Records for point labeling:
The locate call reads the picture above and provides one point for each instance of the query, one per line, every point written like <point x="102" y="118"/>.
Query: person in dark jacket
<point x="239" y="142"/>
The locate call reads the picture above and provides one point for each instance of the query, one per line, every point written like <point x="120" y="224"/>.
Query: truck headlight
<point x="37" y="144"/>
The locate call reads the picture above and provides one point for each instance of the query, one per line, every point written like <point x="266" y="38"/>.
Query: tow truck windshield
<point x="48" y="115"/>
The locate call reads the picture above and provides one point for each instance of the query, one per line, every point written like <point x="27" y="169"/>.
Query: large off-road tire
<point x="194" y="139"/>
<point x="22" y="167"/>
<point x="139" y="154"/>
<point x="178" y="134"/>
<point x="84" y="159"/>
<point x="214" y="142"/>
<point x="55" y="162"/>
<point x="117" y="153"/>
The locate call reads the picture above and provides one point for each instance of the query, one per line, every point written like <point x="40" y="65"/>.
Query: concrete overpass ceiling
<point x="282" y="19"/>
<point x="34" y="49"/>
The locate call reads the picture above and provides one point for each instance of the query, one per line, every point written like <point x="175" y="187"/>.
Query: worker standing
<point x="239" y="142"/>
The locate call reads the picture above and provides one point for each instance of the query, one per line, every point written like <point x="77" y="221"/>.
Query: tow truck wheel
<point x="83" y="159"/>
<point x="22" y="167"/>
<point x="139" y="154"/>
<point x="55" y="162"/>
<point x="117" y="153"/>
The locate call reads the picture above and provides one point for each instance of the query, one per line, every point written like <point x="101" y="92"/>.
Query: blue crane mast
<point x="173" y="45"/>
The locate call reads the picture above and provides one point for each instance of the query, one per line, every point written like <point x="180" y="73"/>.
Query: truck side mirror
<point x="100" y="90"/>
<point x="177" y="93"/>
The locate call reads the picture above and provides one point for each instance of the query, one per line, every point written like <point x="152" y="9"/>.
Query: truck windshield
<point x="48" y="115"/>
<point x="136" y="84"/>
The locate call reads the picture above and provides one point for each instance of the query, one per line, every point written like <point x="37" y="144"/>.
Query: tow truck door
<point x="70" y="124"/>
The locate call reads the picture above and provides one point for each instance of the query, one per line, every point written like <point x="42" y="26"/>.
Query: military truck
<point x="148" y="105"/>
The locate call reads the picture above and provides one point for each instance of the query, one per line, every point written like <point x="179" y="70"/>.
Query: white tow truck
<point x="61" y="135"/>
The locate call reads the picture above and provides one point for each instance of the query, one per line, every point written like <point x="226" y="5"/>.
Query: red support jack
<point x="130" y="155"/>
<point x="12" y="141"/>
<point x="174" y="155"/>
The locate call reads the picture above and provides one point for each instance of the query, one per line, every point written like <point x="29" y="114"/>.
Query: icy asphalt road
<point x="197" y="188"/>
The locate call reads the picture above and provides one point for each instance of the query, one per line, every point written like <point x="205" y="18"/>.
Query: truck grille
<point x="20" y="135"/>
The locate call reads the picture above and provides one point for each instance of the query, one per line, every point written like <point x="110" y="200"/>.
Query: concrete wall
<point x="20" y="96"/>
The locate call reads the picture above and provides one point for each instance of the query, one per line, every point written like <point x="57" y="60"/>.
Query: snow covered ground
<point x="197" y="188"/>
...
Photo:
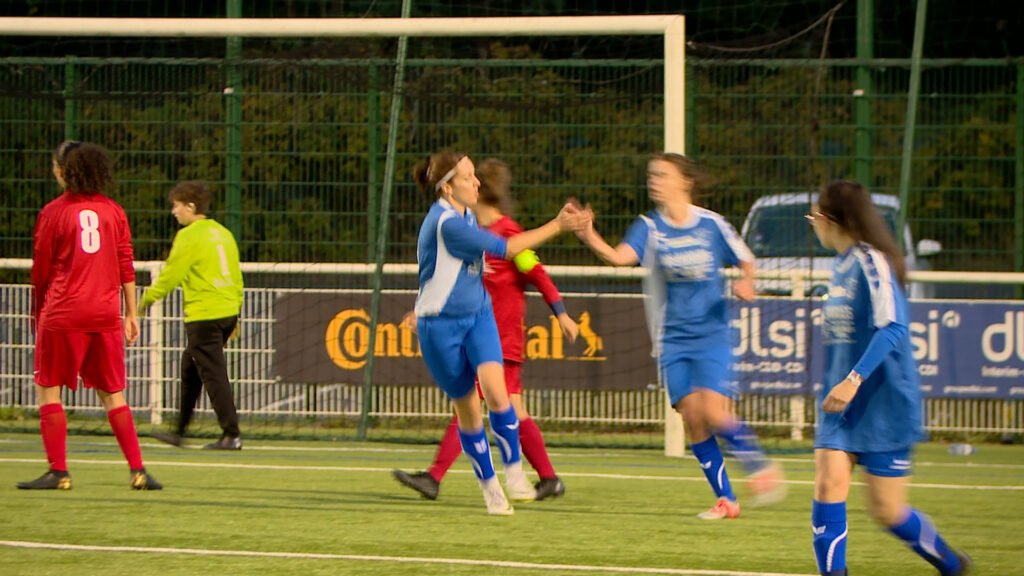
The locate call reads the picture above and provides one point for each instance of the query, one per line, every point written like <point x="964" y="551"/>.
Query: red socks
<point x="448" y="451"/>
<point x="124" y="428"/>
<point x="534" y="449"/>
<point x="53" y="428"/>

_Goal of the exercise_
Report every line of the records above that contains the word "truck", treating uppercase and lowercase as different.

_Response to this task_
Query: truck headlight
Query: tow truck windshield
Query: tow truck wheel
Query: truck side mirror
Query: truck windshield
Query: tow truck door
Query: military truck
Query: white tow truck
Query: truck grille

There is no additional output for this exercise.